Your task: Format the entries below, from the line containing "vanity countertop -> point" through the end of the entries, as a Markdown table with the columns Row and Entry Line, numbering each row and skipping blank lines. Leave the pictures out.

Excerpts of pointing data
▼

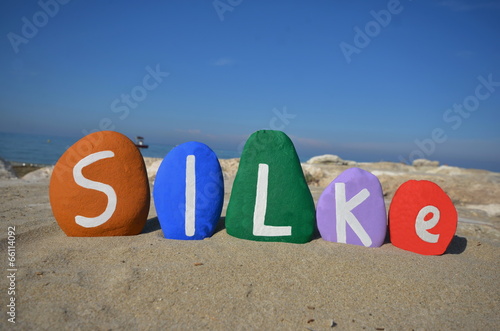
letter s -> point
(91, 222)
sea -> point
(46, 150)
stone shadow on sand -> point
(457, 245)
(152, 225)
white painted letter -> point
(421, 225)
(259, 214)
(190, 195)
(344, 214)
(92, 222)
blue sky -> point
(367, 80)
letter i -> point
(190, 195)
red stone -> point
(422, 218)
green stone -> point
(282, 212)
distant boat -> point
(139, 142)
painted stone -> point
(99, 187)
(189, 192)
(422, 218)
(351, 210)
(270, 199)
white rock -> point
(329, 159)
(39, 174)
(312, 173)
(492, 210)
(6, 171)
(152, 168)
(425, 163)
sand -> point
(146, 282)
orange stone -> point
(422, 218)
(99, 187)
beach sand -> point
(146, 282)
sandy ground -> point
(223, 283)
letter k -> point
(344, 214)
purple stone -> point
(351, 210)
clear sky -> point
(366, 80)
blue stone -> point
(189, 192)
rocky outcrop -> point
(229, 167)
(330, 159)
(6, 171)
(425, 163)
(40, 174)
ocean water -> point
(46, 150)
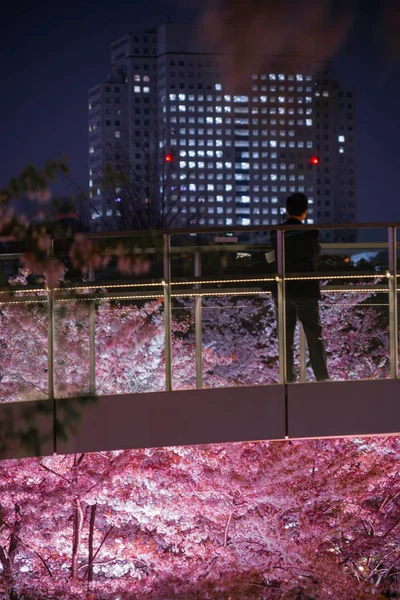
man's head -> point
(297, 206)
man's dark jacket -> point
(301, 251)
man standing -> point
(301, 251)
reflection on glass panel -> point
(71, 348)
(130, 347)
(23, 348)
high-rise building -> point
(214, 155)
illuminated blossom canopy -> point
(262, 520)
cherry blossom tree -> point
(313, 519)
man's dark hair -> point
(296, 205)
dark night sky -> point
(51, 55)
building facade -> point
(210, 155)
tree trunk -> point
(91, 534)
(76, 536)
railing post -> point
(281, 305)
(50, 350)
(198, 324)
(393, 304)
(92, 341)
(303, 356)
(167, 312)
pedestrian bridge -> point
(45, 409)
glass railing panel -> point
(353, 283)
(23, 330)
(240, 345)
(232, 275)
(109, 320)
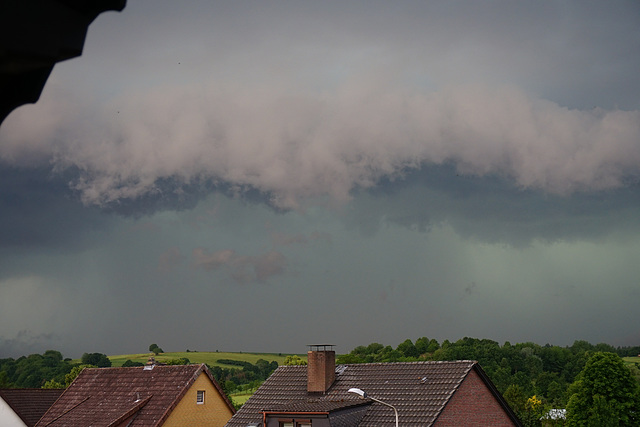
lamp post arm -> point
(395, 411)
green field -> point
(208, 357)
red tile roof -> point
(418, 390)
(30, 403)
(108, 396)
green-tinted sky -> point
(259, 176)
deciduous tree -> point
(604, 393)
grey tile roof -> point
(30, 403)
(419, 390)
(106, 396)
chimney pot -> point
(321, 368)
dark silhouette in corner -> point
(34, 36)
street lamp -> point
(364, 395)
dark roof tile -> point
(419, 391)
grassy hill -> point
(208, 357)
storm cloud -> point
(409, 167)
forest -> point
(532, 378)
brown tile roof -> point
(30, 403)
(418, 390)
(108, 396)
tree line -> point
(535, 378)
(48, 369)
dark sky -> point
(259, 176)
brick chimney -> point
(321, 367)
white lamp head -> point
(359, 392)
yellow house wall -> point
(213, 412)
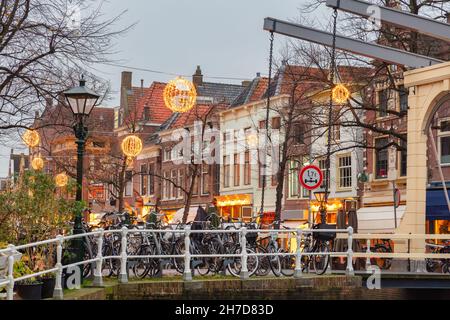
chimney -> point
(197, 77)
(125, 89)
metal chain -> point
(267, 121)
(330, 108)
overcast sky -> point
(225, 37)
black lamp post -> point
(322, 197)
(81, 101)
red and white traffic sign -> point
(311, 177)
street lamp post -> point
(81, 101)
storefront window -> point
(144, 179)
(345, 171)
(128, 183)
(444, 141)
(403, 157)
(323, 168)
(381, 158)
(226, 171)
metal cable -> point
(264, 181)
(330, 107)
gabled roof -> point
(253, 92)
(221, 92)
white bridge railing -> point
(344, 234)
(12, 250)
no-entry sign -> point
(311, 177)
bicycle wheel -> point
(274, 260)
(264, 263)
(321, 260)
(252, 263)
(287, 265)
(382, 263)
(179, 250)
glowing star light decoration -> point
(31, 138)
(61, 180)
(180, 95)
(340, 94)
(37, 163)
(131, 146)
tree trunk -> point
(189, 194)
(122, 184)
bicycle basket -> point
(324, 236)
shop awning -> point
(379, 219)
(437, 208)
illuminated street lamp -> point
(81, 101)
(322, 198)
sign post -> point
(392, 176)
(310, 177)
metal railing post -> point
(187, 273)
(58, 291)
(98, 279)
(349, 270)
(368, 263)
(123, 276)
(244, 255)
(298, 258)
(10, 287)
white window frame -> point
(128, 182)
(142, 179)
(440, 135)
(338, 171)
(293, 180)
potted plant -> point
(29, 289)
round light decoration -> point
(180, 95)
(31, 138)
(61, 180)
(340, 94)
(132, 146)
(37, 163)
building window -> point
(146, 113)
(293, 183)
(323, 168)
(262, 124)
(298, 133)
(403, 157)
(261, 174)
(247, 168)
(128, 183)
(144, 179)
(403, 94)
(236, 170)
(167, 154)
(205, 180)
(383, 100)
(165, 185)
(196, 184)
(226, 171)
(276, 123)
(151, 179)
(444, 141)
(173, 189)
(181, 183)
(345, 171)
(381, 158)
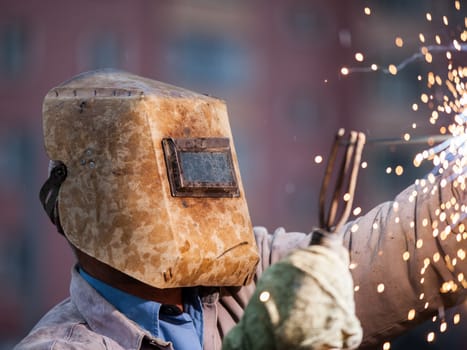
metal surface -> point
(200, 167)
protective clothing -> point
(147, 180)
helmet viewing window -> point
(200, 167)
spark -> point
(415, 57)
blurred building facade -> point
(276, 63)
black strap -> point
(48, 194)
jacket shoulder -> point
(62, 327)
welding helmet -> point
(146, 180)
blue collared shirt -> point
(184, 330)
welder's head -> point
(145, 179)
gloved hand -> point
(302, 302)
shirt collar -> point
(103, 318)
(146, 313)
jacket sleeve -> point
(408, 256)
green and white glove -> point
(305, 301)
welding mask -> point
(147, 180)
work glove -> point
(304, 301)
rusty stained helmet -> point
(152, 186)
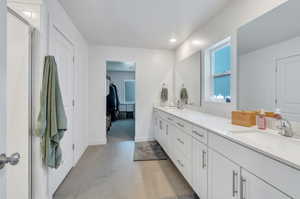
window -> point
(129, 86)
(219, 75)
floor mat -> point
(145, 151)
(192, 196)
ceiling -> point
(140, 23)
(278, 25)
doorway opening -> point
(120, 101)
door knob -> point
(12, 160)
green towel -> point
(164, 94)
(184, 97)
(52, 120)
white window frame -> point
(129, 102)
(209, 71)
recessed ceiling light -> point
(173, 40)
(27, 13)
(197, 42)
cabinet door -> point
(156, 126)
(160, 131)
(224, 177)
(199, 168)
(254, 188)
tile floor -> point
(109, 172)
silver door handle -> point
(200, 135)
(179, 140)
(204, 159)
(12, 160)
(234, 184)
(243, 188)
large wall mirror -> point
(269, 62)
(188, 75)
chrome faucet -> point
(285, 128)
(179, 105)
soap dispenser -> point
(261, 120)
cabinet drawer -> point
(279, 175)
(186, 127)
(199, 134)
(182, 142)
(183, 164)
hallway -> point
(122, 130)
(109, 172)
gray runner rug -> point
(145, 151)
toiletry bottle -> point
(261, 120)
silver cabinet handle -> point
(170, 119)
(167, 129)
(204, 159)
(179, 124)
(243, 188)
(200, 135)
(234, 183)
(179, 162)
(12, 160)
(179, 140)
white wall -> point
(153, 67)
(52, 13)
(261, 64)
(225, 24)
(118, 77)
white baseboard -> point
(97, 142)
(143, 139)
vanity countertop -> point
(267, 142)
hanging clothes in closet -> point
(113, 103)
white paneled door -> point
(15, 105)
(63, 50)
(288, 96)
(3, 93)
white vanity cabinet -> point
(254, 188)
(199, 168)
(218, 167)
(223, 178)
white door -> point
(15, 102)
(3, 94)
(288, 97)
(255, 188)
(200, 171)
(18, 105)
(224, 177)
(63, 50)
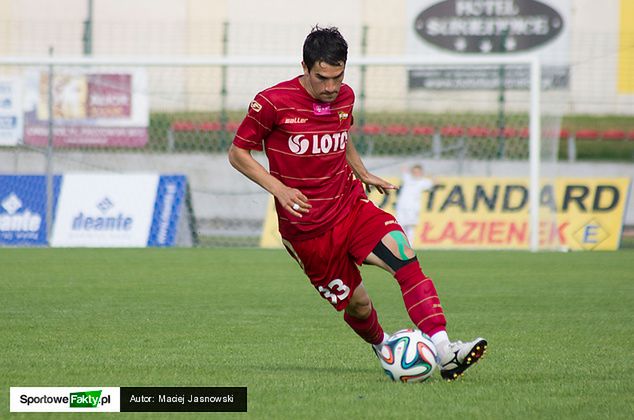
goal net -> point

▲

Output:
| Row | Entry Line |
|---|---|
| 1 | vanity countertop -> point |
| 2 | (267, 142) |
| 3 | hanging clothes in closet -> point |
| 4 | (113, 103) |
| 5 | white paneled door -> point |
| 6 | (15, 105) |
| 7 | (63, 50) |
| 8 | (288, 96) |
| 9 | (3, 93) |
| 10 | white vanity cabinet -> point |
| 11 | (254, 188) |
| 12 | (199, 168) |
| 13 | (218, 167) |
| 14 | (223, 178) |
| 15 | white door -> point |
| 16 | (15, 102) |
| 17 | (3, 94) |
| 18 | (288, 97) |
| 19 | (255, 188) |
| 20 | (200, 171) |
| 21 | (18, 105) |
| 22 | (224, 177) |
| 23 | (63, 50) |
| 24 | goal net -> point |